- [The problem] Find "One point rides on each instance of the concrete retaining" in the material below, then copy that line and every subsequent line to the end, exactly.

start Listed entries

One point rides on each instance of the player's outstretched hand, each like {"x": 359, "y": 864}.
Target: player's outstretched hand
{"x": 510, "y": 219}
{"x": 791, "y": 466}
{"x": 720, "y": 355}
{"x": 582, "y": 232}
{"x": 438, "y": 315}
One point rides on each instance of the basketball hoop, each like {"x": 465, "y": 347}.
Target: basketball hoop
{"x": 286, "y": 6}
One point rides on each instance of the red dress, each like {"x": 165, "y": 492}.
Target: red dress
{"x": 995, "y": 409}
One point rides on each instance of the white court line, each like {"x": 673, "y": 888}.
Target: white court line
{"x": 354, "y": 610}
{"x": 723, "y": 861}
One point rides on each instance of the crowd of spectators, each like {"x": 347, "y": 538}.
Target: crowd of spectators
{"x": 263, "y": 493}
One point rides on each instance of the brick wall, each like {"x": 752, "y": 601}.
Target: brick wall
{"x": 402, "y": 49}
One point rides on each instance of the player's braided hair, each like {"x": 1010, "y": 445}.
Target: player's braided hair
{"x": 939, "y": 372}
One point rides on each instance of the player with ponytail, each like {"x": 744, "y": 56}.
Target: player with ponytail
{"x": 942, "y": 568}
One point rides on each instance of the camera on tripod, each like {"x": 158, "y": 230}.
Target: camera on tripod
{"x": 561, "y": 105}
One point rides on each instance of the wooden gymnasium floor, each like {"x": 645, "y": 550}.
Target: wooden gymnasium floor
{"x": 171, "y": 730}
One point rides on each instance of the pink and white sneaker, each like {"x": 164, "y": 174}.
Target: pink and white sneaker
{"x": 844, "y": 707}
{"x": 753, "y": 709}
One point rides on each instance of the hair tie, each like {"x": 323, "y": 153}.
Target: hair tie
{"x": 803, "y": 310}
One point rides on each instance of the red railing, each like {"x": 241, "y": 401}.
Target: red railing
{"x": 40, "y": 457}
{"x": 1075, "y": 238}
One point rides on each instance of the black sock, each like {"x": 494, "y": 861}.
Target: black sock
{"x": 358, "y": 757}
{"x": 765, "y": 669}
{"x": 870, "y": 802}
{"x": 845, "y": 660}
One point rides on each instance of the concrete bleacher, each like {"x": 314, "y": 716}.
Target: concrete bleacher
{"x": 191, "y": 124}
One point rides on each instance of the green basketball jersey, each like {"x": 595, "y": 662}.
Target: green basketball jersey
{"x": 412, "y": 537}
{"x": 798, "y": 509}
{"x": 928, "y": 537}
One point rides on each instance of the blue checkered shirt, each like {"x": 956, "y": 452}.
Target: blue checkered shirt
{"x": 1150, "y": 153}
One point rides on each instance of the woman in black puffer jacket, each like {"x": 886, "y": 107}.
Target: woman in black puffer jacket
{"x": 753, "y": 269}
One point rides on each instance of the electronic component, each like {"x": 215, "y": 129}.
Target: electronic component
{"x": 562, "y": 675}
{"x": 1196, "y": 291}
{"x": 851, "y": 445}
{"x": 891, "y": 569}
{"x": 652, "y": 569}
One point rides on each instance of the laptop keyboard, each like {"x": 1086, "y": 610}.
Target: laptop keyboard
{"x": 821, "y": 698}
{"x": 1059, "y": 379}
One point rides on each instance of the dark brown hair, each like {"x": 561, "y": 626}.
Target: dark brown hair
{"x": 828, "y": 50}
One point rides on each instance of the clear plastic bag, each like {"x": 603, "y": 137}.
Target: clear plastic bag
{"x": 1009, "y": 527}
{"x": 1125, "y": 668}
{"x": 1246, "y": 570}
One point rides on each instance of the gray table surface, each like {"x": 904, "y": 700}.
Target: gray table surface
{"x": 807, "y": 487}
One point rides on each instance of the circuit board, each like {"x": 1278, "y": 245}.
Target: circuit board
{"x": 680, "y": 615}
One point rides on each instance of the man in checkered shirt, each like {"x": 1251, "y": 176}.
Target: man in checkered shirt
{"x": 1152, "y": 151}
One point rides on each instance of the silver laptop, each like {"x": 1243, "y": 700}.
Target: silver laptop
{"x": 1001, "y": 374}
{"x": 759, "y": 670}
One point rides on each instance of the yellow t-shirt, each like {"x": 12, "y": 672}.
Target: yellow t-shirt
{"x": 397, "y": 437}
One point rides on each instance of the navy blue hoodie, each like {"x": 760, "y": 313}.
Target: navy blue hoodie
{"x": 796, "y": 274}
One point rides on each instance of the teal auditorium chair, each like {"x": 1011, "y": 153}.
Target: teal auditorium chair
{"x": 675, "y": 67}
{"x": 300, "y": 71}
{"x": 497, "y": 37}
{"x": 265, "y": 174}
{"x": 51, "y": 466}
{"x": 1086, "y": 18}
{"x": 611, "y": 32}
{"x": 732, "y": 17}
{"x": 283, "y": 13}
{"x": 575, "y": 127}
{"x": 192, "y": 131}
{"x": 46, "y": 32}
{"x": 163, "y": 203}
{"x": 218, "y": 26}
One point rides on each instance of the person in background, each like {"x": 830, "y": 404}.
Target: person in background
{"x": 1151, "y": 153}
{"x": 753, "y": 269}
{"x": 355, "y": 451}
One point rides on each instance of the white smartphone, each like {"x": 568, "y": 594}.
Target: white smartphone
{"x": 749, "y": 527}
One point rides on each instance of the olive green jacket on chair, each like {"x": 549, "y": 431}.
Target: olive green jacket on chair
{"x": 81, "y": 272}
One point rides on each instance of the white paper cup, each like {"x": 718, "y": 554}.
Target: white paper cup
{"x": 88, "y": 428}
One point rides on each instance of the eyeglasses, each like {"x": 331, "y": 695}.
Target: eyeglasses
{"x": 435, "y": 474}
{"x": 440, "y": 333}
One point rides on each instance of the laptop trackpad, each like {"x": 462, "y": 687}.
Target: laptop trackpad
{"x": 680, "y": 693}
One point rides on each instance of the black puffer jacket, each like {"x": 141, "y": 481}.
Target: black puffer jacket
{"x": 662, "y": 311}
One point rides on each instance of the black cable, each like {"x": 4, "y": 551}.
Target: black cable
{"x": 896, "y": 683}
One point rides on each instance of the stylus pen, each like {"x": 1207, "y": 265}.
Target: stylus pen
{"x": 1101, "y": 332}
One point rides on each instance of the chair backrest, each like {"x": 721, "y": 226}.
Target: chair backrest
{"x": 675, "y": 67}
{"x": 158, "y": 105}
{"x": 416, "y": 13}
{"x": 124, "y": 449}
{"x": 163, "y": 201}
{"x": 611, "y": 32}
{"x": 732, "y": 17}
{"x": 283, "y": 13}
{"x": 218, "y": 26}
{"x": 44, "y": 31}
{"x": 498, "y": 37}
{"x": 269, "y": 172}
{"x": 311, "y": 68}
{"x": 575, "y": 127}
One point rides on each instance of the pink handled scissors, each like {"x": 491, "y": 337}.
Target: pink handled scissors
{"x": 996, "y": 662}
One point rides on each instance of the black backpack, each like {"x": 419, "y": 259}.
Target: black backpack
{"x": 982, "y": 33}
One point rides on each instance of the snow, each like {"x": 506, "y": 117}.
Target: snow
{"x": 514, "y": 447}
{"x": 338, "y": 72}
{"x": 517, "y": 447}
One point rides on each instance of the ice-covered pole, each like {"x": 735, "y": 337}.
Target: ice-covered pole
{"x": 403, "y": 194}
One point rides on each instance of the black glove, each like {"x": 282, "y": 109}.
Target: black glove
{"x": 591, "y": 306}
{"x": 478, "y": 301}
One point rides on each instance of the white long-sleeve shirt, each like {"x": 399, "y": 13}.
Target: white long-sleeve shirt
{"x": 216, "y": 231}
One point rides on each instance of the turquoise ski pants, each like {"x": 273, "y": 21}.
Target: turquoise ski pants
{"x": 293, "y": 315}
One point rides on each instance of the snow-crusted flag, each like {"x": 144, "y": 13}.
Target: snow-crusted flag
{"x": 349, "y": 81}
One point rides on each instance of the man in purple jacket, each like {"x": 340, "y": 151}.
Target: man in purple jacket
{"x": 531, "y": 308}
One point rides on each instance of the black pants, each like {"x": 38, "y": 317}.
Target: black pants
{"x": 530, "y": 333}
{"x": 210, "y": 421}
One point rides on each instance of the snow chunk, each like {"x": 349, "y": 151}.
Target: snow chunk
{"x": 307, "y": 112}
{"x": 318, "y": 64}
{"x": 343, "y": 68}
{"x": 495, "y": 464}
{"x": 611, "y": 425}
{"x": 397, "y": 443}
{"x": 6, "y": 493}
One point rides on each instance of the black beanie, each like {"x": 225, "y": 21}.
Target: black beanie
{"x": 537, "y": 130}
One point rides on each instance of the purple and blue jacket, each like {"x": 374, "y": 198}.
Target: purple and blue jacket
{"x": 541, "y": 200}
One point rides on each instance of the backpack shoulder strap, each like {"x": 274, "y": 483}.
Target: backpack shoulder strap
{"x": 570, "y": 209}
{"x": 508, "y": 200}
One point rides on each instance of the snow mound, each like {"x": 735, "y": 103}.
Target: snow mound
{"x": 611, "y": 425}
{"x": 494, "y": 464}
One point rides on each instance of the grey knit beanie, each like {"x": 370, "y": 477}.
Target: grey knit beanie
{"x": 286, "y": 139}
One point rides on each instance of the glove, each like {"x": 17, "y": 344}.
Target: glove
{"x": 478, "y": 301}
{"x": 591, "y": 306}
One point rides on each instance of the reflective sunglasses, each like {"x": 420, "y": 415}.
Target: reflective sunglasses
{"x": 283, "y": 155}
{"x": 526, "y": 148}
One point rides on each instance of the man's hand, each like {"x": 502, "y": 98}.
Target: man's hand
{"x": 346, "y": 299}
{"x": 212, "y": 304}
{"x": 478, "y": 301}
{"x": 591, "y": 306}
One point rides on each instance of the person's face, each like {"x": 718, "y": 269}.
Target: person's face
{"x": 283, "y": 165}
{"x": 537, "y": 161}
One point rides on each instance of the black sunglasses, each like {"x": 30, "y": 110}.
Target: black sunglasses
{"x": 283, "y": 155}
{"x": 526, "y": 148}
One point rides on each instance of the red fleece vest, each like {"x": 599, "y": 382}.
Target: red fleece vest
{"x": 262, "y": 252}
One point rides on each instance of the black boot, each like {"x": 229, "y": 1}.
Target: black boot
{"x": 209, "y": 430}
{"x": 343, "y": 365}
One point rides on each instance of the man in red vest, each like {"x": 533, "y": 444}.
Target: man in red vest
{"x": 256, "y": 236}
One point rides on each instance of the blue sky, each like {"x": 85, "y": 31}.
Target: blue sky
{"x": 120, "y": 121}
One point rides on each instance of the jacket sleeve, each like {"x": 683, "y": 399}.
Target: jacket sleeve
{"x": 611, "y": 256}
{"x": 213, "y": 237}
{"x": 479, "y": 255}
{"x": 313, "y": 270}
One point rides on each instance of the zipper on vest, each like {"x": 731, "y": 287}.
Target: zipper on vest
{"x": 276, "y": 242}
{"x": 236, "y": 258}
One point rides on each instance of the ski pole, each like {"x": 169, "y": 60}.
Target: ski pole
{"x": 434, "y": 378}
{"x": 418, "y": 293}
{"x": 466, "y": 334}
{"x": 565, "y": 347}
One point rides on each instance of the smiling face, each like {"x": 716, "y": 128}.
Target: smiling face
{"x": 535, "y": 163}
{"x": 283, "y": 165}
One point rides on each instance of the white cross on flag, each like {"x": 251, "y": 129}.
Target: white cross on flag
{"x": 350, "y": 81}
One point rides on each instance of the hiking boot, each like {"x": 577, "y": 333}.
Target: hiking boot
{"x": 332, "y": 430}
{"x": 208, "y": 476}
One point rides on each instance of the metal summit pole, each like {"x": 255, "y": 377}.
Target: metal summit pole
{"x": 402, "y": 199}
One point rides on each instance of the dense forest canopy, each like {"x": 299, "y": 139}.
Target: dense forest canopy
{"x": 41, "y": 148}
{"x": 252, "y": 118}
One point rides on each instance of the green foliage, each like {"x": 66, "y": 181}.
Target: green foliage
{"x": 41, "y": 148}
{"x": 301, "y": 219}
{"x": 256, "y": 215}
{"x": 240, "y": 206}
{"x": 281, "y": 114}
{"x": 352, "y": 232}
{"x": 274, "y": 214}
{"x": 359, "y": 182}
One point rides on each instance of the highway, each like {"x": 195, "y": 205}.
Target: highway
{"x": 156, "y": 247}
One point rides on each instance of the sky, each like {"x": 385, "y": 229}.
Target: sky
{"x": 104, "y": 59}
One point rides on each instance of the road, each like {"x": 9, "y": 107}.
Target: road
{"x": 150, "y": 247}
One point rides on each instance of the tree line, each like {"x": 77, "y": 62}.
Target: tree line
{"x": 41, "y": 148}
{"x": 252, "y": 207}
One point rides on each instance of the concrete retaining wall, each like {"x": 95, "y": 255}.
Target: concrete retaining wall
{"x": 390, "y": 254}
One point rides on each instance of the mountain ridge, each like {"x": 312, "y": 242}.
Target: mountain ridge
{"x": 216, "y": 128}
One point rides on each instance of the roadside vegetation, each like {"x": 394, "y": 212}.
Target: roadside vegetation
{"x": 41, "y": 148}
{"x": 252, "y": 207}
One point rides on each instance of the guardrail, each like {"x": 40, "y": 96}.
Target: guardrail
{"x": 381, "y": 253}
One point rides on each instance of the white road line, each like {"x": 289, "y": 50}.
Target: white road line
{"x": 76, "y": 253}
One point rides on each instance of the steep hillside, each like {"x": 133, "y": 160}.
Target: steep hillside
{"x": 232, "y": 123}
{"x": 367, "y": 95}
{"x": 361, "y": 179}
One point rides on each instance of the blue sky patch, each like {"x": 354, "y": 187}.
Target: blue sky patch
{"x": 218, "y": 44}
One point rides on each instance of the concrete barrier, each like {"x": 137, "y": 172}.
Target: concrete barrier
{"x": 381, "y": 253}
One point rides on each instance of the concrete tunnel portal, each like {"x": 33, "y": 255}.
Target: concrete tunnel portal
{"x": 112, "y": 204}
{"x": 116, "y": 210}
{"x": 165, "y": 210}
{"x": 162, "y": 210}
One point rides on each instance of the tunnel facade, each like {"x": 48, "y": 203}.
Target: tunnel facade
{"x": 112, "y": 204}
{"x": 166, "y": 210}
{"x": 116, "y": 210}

end Listed entries

- [Response to this exercise]
One point rides on each instance of the concrete retaining wall, each like {"x": 95, "y": 255}.
Target: concrete retaining wall
{"x": 390, "y": 254}
One point rides on each instance of the mountain ridge, each like {"x": 312, "y": 242}.
Target: mountain ridge
{"x": 216, "y": 128}
One point rides on each instance of the roadside vegetation, each like {"x": 394, "y": 212}.
Target: roadside vegetation
{"x": 41, "y": 148}
{"x": 252, "y": 207}
One point rides on each instance of the guardrail, each like {"x": 40, "y": 96}.
Target: guardrail
{"x": 381, "y": 253}
One point rides on each instance of the white road line, each like {"x": 289, "y": 50}.
Target: white road line
{"x": 76, "y": 253}
One point rides on each instance of the steep hillside, each like {"x": 133, "y": 160}.
Target: steep hillside
{"x": 232, "y": 123}
{"x": 367, "y": 95}
{"x": 361, "y": 179}
One point rides on each instance of the blue sky patch, each like {"x": 354, "y": 187}.
Target: blue sky patch
{"x": 218, "y": 44}
One point rides on each instance of the concrete barrier, each like {"x": 137, "y": 172}.
Target: concrete barrier
{"x": 381, "y": 253}
One point rides on each instance of the concrete tunnel portal, each like {"x": 33, "y": 255}.
Target: concrete tunnel portal
{"x": 112, "y": 204}
{"x": 116, "y": 210}
{"x": 165, "y": 210}
{"x": 162, "y": 210}
One point rides on each instance of the tunnel facade, each like {"x": 48, "y": 203}.
Target: tunnel facade
{"x": 112, "y": 204}
{"x": 166, "y": 210}
{"x": 116, "y": 210}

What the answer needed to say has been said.